# GIVEN REQUEST 1
Lay out everything in the listing from the line containing "I'd appreciate your help finding the short" down to the end of the listing as a JSON list of strings, one string per line, with blank lines left out.

# TEXT SECTION
"""
Source: Xinhua
Editor: huaxia
2025-06-11 19:05:15
KUALA LUMPUR, June 11 (Xinhua) -- Malaysian analysts foresee crude palm oil (CPO) prices remaining under pressure amid improved production.
Maybank Investment Bank said in a note on Wednesday that strong output will necessitate CPO prices to stay competitive at below 4,000 ringgit (943 U.S. dollars) per ton in the near term to boost demand.
According to the research house, the Malaysian Palm Oil Board (MPOB)'s stockpile continues to climb on strong production as May's output was the highest monthly for the first half since 2020.
"June's output may temporarily ease month-on-month before resuming its upward trend in the third quarter and peak output may likely be in September or October this year," it added.
MIDF Research also said in a note on Wednesday that CPO prices are expected to remain under pressure, as production is likely to perform, leading to a ceteris paribus performance for 2025.
"""
(Entries on locating named things)
"""
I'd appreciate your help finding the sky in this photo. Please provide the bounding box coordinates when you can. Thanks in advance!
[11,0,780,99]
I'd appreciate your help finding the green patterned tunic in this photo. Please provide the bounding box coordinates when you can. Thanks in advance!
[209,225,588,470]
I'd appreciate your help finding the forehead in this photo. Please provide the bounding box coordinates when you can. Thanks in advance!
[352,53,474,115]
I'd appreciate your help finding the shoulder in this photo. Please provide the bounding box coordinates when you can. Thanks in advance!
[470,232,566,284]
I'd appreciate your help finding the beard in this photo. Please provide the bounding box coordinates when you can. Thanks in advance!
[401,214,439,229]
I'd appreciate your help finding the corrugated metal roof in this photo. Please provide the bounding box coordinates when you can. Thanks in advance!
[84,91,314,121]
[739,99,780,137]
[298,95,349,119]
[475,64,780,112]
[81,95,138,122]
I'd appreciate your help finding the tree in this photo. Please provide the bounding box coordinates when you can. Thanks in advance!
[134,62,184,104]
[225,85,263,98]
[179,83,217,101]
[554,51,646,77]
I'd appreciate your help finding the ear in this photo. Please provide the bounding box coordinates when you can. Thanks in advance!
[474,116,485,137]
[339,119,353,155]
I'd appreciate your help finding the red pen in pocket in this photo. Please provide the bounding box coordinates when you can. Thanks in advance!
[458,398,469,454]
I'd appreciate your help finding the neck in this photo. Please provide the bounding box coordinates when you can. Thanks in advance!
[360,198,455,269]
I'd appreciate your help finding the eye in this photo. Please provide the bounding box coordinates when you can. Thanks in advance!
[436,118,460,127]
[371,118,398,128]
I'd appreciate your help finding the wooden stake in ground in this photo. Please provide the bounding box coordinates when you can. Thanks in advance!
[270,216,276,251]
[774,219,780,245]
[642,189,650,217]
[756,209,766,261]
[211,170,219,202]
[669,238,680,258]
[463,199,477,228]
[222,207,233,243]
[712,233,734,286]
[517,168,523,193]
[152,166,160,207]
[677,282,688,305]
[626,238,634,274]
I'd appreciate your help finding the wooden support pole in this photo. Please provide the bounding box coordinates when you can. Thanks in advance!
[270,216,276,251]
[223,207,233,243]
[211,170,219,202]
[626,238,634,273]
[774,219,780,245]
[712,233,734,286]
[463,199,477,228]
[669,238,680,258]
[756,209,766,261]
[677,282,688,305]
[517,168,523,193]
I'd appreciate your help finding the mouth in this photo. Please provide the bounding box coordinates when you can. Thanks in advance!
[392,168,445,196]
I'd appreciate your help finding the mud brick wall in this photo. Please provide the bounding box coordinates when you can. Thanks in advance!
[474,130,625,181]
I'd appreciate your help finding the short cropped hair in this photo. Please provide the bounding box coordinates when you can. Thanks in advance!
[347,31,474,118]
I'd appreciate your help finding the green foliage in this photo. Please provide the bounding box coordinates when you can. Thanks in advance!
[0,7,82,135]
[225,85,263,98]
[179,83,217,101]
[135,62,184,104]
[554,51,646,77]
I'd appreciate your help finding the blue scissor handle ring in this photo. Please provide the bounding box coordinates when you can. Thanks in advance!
"""
# GIVEN REQUEST 2
Carry on the palm oil price report from where it stops.

# EXERCISE RESPONSE 1
[
  "I'd appreciate your help finding the short cropped hair in this photo. Please provide the bounding box coordinates when you can. Thanks in advance!",
  "[347,31,474,118]",
  "I'd appreciate your help finding the green foliage in this photo. Please provide the bounding box coordinates when you can. Thanks in advance!",
  "[0,7,82,135]",
  "[225,85,263,98]",
  "[179,83,217,101]",
  "[135,62,184,104]",
  "[554,51,646,77]",
  "I'd appreciate your help finding the blue scissor handle ring in this photo. Please provide the bounding box coordinates when you can. Thanks in advance!"
]

# EXERCISE RESPONSE 2
"Moving ahead, we anticipate that the CPO prices will remain stable, hovering within the range of 3,900 ringgit to 4,200 ringgit per ton. This is typically in line with seasonal production trends, as the pollination period ends in March and palm oil output is expected to recover, potentially leading to an increase in closing stock levels," the research house said.
It also foresees an average CPO price target of 4,300 ringgit per ton for 2025.
"Looking ahead, with the end of the inter-monsoon and pollination periods, drier weather and a faster recovery in fresh fruit bunches evacuation activities expected from May onwards, this allows estate productivity to gain momentum, particularly in terms of harvesting and manuring activities," it noted.
It projected local CPO production to reach 19.5 million tons in 2025 (+1 percent year-on-year), with the bulk of the recovery anticipated to materialize in the second half, driven by an improved set of crops and estate efficiencies.
Hong Leong Investment Bank also maintained its 2025-2026 CPO price assumptions of 4,000 ringgit per ton and 3,800 ringgit per ton, with the view that continued output recovery (particularly from Indonesia) will continue to cap palm oil prices over the near to medium term.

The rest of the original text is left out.